• _WORK INSTRUCTIONS_:
A - In the bird-decline text, how far down was the Magnolia Warbler in September 2007 compared to past years?
B - From the bird-decline text, return the passage starting with "Red-headed Woodpecker (-100%)" and going on through "Black-and-white Warbler (-85%)", copied word for word.

• _EXCERPTED TEXT_:
Specifically, at my place in western Lewis County, these ordinarily
common species were way down in September 2007 in comparison to past
years:
Green Heron (-100%; i.e. entirely absent)
Mourning Dove (-85%)
Yellow-billed Cuckoo (-100%)
Red-headed Woodpecker (-100%)
Red-eyed Vireo (-90%)
Tennessee Warbler (-85%)
Nashville Warbler (-100%)
Magnolia Warbler (-70%)
Bay-breasted Warbler (-80%)
Black-and-white Warbler (-85%)
American Redstart (-80%)
Scarlet Tanager (-90%)
Also, Eastern Meadowlarks are virtually absent from the entire county
now. They are not normally regular at my farm, but they are usually
numerous at several spots in the area. In recent weeks I have not
seen a single one.

• _ENTRIES SUPPLIED_:
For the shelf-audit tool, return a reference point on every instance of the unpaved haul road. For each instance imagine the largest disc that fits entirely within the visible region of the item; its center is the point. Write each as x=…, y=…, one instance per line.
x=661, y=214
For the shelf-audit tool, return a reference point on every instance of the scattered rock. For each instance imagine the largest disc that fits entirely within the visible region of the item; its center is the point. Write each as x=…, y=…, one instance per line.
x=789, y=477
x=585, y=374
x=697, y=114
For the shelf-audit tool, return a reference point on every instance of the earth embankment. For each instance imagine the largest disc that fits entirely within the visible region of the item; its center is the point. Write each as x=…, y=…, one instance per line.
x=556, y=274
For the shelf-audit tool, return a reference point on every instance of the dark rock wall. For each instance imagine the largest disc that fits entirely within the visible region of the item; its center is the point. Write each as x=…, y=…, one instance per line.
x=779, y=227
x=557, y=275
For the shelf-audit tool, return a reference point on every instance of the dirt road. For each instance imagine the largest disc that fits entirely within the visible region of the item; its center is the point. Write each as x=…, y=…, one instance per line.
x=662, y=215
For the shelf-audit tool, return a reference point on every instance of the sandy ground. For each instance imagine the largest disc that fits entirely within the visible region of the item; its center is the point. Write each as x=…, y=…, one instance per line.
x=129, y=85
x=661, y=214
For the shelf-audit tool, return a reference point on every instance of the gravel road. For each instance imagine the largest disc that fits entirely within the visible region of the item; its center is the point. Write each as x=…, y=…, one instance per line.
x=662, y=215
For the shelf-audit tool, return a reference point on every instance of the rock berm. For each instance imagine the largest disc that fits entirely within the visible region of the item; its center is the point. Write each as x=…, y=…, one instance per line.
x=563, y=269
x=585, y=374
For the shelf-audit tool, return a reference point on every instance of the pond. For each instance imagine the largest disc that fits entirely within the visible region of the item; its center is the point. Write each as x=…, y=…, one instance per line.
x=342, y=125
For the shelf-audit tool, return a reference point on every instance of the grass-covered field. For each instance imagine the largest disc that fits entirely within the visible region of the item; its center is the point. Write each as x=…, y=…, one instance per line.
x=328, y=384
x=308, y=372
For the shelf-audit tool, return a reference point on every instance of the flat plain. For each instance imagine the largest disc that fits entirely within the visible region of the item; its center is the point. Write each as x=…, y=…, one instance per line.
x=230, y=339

• _WORKED SOLUTIONS_:
A - It was down 70%.

B -
Red-headed Woodpecker (-100%)
Red-eyed Vireo (-90%)
Tennessee Warbler (-85%)
Nashville Warbler (-100%)
Magnolia Warbler (-70%)
Bay-breasted Warbler (-80%)
Black-and-white Warbler (-85%)